STUDY MATERIAL:
════════════════════
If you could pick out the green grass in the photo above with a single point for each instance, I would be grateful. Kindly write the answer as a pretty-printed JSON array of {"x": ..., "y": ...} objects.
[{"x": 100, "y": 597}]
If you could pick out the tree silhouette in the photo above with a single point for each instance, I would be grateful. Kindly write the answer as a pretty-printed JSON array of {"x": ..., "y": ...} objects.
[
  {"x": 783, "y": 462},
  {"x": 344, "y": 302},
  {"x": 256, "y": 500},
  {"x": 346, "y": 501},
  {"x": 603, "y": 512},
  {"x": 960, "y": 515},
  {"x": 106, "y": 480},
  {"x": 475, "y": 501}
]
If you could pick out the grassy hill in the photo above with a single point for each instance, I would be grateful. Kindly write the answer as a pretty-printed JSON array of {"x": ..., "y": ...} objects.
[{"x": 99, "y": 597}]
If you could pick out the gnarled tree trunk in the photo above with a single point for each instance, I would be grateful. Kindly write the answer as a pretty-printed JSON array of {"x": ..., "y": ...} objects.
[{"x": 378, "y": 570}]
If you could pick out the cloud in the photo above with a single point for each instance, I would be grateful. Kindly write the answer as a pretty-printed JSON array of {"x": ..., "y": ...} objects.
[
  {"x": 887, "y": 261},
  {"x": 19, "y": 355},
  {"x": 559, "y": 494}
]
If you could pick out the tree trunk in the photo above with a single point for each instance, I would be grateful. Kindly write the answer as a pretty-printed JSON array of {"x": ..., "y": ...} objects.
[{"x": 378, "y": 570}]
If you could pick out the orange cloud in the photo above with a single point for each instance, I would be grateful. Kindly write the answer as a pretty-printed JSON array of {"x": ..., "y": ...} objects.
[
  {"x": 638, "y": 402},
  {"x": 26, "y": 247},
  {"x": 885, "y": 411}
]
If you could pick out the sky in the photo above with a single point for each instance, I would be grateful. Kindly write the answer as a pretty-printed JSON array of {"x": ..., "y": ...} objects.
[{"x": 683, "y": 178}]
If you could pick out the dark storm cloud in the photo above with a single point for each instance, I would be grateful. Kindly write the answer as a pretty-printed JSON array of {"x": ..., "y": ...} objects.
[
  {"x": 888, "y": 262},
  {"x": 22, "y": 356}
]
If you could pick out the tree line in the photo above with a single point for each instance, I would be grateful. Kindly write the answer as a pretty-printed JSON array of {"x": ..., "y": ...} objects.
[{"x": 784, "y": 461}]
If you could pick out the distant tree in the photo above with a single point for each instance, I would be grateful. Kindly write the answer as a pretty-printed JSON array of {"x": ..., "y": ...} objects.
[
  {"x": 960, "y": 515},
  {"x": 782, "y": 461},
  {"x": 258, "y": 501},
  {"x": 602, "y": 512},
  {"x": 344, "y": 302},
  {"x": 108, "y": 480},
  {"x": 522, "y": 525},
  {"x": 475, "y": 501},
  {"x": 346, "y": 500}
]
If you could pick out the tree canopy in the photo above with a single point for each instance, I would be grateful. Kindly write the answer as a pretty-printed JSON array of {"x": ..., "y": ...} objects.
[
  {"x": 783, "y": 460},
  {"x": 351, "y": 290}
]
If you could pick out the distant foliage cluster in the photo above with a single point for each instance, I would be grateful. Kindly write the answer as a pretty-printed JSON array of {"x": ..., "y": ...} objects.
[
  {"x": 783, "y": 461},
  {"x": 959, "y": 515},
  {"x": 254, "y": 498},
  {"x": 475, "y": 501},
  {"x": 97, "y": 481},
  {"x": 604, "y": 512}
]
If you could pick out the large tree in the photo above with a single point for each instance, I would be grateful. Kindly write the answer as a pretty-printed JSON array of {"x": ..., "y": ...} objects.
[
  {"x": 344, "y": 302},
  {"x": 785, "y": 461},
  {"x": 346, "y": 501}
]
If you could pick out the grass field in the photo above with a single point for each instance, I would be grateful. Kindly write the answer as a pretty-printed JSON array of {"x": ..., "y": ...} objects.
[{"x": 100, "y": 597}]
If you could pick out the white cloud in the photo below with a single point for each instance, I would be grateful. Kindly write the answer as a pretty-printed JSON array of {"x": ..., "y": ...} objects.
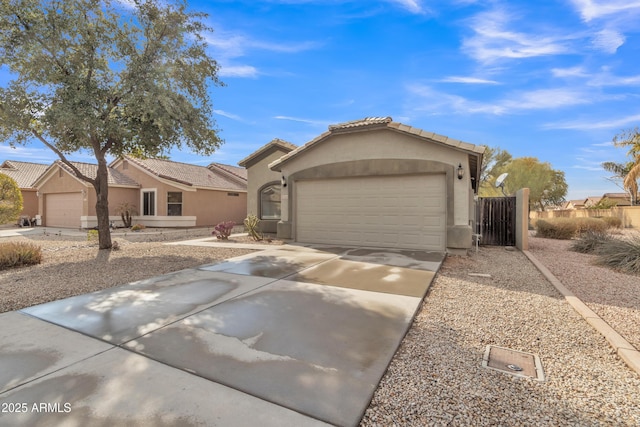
[
  {"x": 494, "y": 40},
  {"x": 569, "y": 72},
  {"x": 307, "y": 121},
  {"x": 412, "y": 6},
  {"x": 543, "y": 99},
  {"x": 227, "y": 115},
  {"x": 593, "y": 124},
  {"x": 468, "y": 80},
  {"x": 238, "y": 71},
  {"x": 608, "y": 40},
  {"x": 594, "y": 9}
]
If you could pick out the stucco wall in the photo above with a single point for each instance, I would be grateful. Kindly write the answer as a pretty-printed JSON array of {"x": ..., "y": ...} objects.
[
  {"x": 209, "y": 207},
  {"x": 385, "y": 152},
  {"x": 260, "y": 175},
  {"x": 62, "y": 183},
  {"x": 29, "y": 203}
]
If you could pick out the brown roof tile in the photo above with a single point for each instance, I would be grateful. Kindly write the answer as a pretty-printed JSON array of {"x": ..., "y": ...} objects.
[
  {"x": 188, "y": 174},
  {"x": 91, "y": 170},
  {"x": 24, "y": 173}
]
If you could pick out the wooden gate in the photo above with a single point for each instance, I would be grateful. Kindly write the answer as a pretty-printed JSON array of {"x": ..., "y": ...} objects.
[{"x": 496, "y": 220}]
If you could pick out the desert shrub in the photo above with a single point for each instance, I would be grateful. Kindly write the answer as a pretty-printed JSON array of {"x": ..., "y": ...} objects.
[
  {"x": 16, "y": 254},
  {"x": 590, "y": 224},
  {"x": 556, "y": 228},
  {"x": 621, "y": 254},
  {"x": 223, "y": 230},
  {"x": 252, "y": 223},
  {"x": 590, "y": 241},
  {"x": 612, "y": 221}
]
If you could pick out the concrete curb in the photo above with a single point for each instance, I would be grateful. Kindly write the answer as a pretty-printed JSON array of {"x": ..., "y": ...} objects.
[{"x": 629, "y": 354}]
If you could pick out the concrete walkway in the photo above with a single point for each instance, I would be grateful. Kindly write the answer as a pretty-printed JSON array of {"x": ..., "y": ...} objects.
[{"x": 286, "y": 336}]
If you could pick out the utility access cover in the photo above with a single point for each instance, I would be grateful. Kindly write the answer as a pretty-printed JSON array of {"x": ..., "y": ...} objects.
[{"x": 513, "y": 362}]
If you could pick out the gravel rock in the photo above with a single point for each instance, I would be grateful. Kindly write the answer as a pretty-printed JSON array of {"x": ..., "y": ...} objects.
[
  {"x": 73, "y": 266},
  {"x": 612, "y": 295},
  {"x": 436, "y": 377}
]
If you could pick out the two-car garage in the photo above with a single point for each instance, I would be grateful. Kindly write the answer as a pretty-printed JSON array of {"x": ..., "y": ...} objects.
[{"x": 378, "y": 211}]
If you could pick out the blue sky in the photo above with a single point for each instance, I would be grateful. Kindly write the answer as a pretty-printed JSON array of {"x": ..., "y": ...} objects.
[{"x": 551, "y": 79}]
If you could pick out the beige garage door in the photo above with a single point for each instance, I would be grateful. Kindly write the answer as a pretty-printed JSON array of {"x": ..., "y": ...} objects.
[
  {"x": 390, "y": 212},
  {"x": 63, "y": 210}
]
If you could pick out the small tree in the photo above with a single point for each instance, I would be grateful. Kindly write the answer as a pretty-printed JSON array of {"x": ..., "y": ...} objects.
[
  {"x": 10, "y": 199},
  {"x": 126, "y": 210},
  {"x": 106, "y": 78}
]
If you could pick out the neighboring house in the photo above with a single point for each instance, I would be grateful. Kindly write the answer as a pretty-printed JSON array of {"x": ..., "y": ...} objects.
[
  {"x": 264, "y": 186},
  {"x": 375, "y": 182},
  {"x": 592, "y": 201},
  {"x": 164, "y": 193},
  {"x": 25, "y": 174},
  {"x": 620, "y": 199},
  {"x": 575, "y": 204},
  {"x": 173, "y": 194},
  {"x": 68, "y": 201}
]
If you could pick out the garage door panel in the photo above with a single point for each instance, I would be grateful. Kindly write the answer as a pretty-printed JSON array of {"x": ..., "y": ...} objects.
[
  {"x": 63, "y": 210},
  {"x": 403, "y": 212}
]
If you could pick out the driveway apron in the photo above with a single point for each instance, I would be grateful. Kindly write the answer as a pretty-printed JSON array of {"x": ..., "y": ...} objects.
[{"x": 286, "y": 336}]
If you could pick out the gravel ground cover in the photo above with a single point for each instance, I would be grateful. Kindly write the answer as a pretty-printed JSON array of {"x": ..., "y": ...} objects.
[
  {"x": 614, "y": 296},
  {"x": 436, "y": 377},
  {"x": 72, "y": 265}
]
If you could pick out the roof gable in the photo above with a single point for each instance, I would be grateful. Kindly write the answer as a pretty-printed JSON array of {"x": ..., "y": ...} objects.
[
  {"x": 187, "y": 174},
  {"x": 24, "y": 173},
  {"x": 475, "y": 152},
  {"x": 276, "y": 145}
]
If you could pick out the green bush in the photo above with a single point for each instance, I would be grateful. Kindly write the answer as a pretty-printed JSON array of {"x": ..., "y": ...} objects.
[
  {"x": 252, "y": 224},
  {"x": 621, "y": 254},
  {"x": 590, "y": 241},
  {"x": 556, "y": 228},
  {"x": 612, "y": 221},
  {"x": 590, "y": 224},
  {"x": 16, "y": 254}
]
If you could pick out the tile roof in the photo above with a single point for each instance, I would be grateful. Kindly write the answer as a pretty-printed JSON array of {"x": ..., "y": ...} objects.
[
  {"x": 265, "y": 150},
  {"x": 234, "y": 171},
  {"x": 91, "y": 170},
  {"x": 381, "y": 123},
  {"x": 24, "y": 173},
  {"x": 188, "y": 174},
  {"x": 367, "y": 121}
]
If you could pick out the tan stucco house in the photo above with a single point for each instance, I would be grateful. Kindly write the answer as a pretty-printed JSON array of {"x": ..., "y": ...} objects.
[
  {"x": 264, "y": 185},
  {"x": 165, "y": 193},
  {"x": 379, "y": 183},
  {"x": 25, "y": 174}
]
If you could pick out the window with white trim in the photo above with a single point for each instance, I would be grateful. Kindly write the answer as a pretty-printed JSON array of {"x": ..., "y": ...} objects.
[
  {"x": 174, "y": 203},
  {"x": 149, "y": 202},
  {"x": 270, "y": 202}
]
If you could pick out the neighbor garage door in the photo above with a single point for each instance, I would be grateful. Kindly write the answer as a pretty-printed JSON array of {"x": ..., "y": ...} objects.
[
  {"x": 390, "y": 212},
  {"x": 63, "y": 210}
]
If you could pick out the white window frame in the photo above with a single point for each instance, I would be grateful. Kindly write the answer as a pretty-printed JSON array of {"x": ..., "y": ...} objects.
[
  {"x": 155, "y": 200},
  {"x": 174, "y": 203}
]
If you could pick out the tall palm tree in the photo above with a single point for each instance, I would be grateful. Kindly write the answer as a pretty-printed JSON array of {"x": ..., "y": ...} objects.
[{"x": 629, "y": 172}]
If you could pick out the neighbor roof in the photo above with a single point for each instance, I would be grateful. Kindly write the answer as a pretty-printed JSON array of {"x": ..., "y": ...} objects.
[
  {"x": 188, "y": 174},
  {"x": 24, "y": 173},
  {"x": 262, "y": 152}
]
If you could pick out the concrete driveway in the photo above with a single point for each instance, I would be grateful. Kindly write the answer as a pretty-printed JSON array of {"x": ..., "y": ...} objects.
[{"x": 286, "y": 336}]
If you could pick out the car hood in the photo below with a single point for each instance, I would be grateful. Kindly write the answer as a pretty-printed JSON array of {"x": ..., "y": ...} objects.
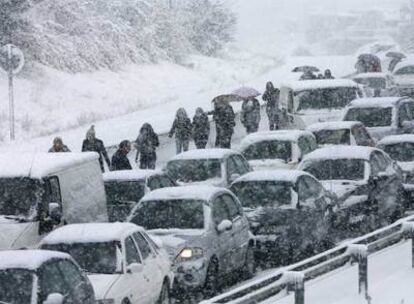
[
  {"x": 102, "y": 284},
  {"x": 176, "y": 239}
]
════════════════════
TO DO: Transcribe only the lines between the line containing "If you could pick out the neighbor roof" and the final line of the listing, inclusive, exactly as they appear; no pictures are to be included.

EXPECTED OUTPUT:
If you could pick out the neighbor roof in the photo above with a single point for each instance, I would be grateful. Kindly write the answer as a pretty-printed JSON array of {"x": ..., "y": ...} objects.
[
  {"x": 188, "y": 174},
  {"x": 24, "y": 173},
  {"x": 262, "y": 152}
]
If you could pick out the concrete driveway in the photo above with a single point for each instance, I would be grateful. Kindly write the answer as a pretty-printed JSON array of {"x": ..., "y": ...} objects.
[{"x": 286, "y": 336}]
If you could pick out the car hood in the photo below with a single point for each instance, I would be grateful. Kindly write the answer as a pretty-printed JSON array of {"x": ..., "y": ...} objects.
[
  {"x": 102, "y": 284},
  {"x": 176, "y": 239}
]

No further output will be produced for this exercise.